====== AVAILABLE RECORDS ======

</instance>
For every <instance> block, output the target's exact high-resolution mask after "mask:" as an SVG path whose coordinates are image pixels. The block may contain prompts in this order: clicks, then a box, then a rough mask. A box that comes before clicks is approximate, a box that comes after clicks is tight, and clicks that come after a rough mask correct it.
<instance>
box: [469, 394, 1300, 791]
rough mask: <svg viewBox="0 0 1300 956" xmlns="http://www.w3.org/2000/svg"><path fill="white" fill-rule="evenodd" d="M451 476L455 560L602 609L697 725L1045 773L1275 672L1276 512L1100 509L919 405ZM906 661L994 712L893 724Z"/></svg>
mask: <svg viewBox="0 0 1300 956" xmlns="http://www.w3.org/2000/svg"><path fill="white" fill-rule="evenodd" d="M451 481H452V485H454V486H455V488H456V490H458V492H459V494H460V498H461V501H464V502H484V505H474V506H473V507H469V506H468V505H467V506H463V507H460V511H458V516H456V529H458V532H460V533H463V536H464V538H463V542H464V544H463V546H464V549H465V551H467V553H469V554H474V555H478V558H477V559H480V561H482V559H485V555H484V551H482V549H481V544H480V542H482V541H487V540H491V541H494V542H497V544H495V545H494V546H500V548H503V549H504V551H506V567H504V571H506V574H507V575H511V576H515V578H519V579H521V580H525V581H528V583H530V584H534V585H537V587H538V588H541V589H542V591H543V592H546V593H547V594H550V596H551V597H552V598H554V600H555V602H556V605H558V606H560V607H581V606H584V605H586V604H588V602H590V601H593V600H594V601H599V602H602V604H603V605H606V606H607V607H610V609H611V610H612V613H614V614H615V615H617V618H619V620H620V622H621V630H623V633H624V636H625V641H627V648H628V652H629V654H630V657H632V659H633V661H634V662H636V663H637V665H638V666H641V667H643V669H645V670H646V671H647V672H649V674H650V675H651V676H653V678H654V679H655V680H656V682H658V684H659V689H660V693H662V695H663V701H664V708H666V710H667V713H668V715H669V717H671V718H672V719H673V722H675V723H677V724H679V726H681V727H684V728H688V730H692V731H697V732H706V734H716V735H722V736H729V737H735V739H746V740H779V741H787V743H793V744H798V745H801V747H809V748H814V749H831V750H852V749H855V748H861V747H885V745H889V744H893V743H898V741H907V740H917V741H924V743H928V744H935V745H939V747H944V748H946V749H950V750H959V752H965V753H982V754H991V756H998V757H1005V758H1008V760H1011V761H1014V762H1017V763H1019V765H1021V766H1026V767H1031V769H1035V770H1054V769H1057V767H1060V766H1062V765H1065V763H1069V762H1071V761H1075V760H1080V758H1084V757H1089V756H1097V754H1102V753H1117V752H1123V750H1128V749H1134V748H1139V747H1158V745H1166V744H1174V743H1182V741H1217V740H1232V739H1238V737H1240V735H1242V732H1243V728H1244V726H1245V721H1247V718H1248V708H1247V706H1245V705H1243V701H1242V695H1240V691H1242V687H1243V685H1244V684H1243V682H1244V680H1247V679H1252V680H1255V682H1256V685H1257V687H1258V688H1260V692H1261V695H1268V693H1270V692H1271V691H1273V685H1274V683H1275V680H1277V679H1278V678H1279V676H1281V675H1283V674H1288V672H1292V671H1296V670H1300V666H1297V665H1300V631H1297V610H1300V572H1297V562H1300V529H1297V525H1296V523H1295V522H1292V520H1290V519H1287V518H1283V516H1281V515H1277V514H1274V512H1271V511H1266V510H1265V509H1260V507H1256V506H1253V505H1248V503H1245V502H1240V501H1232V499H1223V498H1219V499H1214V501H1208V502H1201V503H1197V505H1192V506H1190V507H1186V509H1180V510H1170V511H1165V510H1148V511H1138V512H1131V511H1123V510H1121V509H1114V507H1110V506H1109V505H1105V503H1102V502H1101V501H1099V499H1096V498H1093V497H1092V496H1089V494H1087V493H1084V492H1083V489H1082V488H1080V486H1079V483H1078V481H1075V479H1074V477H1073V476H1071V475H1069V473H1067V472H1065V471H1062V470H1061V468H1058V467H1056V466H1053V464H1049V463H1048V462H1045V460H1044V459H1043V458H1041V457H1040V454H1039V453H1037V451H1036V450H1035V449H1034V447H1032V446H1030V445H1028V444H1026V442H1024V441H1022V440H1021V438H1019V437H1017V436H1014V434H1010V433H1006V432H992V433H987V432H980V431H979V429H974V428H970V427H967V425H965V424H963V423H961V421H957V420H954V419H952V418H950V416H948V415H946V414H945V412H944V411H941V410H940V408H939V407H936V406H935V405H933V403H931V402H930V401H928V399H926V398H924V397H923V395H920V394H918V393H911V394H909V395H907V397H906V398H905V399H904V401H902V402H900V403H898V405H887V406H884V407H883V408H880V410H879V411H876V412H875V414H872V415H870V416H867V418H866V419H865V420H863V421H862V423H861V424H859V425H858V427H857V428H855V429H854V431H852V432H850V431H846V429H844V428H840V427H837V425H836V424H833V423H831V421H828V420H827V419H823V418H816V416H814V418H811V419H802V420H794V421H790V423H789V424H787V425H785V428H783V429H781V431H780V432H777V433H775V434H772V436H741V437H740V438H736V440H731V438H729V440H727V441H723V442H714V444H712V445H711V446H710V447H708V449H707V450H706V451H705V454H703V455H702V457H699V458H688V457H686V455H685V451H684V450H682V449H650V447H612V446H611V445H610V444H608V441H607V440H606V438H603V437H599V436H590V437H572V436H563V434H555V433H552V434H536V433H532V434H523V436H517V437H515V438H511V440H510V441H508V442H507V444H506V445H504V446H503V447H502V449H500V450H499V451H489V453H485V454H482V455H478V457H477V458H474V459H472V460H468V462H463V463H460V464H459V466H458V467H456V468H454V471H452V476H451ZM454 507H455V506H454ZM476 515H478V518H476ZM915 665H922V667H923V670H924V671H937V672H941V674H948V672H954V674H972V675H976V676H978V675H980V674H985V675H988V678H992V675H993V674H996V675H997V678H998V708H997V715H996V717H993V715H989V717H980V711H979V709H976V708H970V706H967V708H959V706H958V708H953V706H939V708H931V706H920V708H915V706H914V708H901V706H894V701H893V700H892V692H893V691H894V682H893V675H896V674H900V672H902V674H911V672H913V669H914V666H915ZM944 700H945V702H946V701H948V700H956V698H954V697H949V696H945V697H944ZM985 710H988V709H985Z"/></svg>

======

» **WHAT TO WORK ON**
Print every line of the items above again, without any changes.

» **OUTPUT**
</instance>
For every <instance> block, output the target's exact high-resolution mask after "mask:" as an SVG path whose coordinates are image pixels. The block may contain prompts in this order: clicks, then a box, then a rough mask. A box that comes before clicks is approximate, a box that comes after clicks is tight, and clicks that come after a rough mask correct it.
<instance>
box: [469, 394, 1300, 791]
rough mask: <svg viewBox="0 0 1300 956" xmlns="http://www.w3.org/2000/svg"><path fill="white" fill-rule="evenodd" d="M451 476L455 560L602 609L697 725L1045 773L1275 672L1276 512L1100 509L919 405ZM906 661L994 712L893 724Z"/></svg>
mask: <svg viewBox="0 0 1300 956" xmlns="http://www.w3.org/2000/svg"><path fill="white" fill-rule="evenodd" d="M451 481H452V485H454V486H455V488H456V490H458V492H459V494H460V498H461V501H464V502H484V505H474V506H473V507H469V506H468V505H467V506H463V507H460V511H458V516H456V529H458V532H460V533H463V536H464V538H463V542H464V544H463V546H464V549H465V551H467V553H469V554H474V555H478V558H477V559H480V561H482V559H485V555H484V551H482V549H481V544H480V542H482V541H487V540H491V541H494V542H497V544H495V545H494V546H500V548H503V549H504V551H506V567H504V571H506V574H507V575H511V576H515V578H519V579H521V580H525V581H528V583H530V584H534V585H537V587H538V588H541V589H542V591H543V592H546V593H547V594H550V596H551V597H552V598H554V600H555V602H556V605H558V606H560V607H581V606H584V605H586V604H588V602H590V601H593V600H594V601H599V602H602V604H603V605H606V606H607V607H610V609H611V610H612V613H614V614H615V615H617V618H619V620H620V622H621V630H623V633H624V636H625V641H627V648H628V652H629V654H630V657H632V659H633V661H634V662H636V663H637V665H638V666H641V667H643V669H645V670H646V671H647V672H649V674H650V675H651V676H653V678H654V679H655V680H656V682H658V684H659V689H660V693H662V695H663V701H664V708H666V710H667V713H668V715H669V717H671V718H672V719H673V722H675V723H677V724H679V726H681V727H684V728H688V730H692V731H697V732H706V734H716V735H722V736H729V737H735V739H746V740H779V741H787V743H793V744H798V745H801V747H809V748H814V749H831V750H852V749H855V748H861V747H885V745H889V744H893V743H898V741H907V740H917V741H924V743H928V744H935V745H939V747H944V748H946V749H950V750H959V752H965V753H982V754H991V756H998V757H1005V758H1008V760H1011V761H1014V762H1017V763H1019V765H1021V766H1026V767H1031V769H1035V770H1054V769H1057V767H1060V766H1062V765H1065V763H1069V762H1071V761H1075V760H1080V758H1084V757H1089V756H1097V754H1102V753H1117V752H1123V750H1128V749H1134V748H1139V747H1158V745H1166V744H1174V743H1182V741H1217V740H1232V739H1238V737H1240V735H1242V732H1243V728H1244V726H1245V721H1247V718H1248V708H1247V706H1245V705H1243V701H1242V695H1240V691H1242V687H1243V685H1244V684H1243V682H1244V680H1247V679H1252V680H1255V682H1256V685H1257V687H1258V688H1260V692H1261V695H1268V693H1270V692H1271V691H1273V685H1274V683H1275V680H1277V679H1278V678H1279V676H1281V675H1283V674H1288V672H1292V671H1296V670H1300V666H1297V665H1300V631H1297V610H1300V572H1297V562H1300V529H1297V525H1296V523H1295V522H1292V520H1290V519H1287V518H1283V516H1281V515H1277V514H1274V512H1271V511H1266V510H1265V509H1260V507H1256V506H1253V505H1248V503H1245V502H1240V501H1232V499H1223V498H1219V499H1214V501H1208V502H1201V503H1197V505H1192V506H1190V507H1186V509H1180V510H1170V511H1165V510H1148V511H1138V512H1131V511H1123V510H1121V509H1114V507H1110V506H1109V505H1105V503H1102V502H1101V501H1099V499H1096V498H1093V497H1092V496H1089V494H1087V493H1084V492H1083V489H1082V488H1080V486H1079V483H1078V481H1075V479H1074V477H1073V476H1071V475H1069V473H1067V472H1065V471H1062V470H1061V468H1058V467H1056V466H1053V464H1049V463H1048V462H1045V460H1044V459H1043V458H1041V457H1040V454H1039V453H1037V451H1036V450H1035V449H1034V447H1032V446H1030V445H1028V444H1026V442H1024V441H1022V440H1021V438H1019V437H1017V436H1014V434H1010V433H1006V432H992V433H987V432H980V431H979V429H974V428H970V427H967V425H965V424H963V423H961V421H957V420H954V419H952V418H950V416H948V415H946V414H945V412H944V411H941V410H940V408H939V407H936V406H935V405H933V403H931V402H930V401H928V399H926V398H924V397H923V395H920V394H918V393H911V394H909V395H907V397H906V398H905V399H904V401H902V402H900V403H898V405H887V406H884V407H883V408H880V410H879V411H876V412H875V414H872V415H870V416H867V418H866V419H865V420H863V421H862V423H861V424H859V425H858V427H857V428H855V429H854V431H852V432H850V431H846V429H844V428H840V427H837V425H836V424H833V423H831V421H828V420H827V419H823V418H816V416H814V418H811V419H802V420H794V421H790V423H789V424H787V425H785V428H783V429H781V431H780V432H777V433H775V434H772V436H741V437H740V438H736V440H731V438H729V440H727V441H723V442H714V444H712V445H711V446H710V447H708V449H707V450H706V451H705V454H703V455H702V457H699V458H688V457H686V455H685V451H684V450H682V449H650V447H612V446H611V445H610V444H608V441H607V440H606V438H603V437H599V436H590V437H572V436H563V434H555V433H552V434H536V433H532V434H523V436H517V437H515V438H511V440H510V441H508V442H507V444H506V445H504V446H503V447H502V449H500V450H499V451H489V453H485V454H482V455H478V457H477V458H474V459H472V460H468V462H463V463H460V464H459V466H458V467H456V468H454V471H452V476H451ZM454 507H455V506H454ZM476 515H478V518H476ZM915 665H922V667H923V670H924V671H937V672H941V674H948V672H954V674H972V675H976V676H978V675H980V674H985V675H988V678H992V675H993V674H996V675H997V678H998V708H997V715H996V717H993V715H989V717H980V711H979V709H976V708H970V706H967V708H959V706H958V708H953V706H939V708H931V706H920V708H915V706H914V708H901V706H894V701H893V700H892V692H893V691H894V682H893V675H896V674H900V672H902V674H911V672H913V669H914V666H915ZM944 700H945V702H946V701H948V700H956V698H954V697H949V696H945V697H944ZM985 710H988V709H985Z"/></svg>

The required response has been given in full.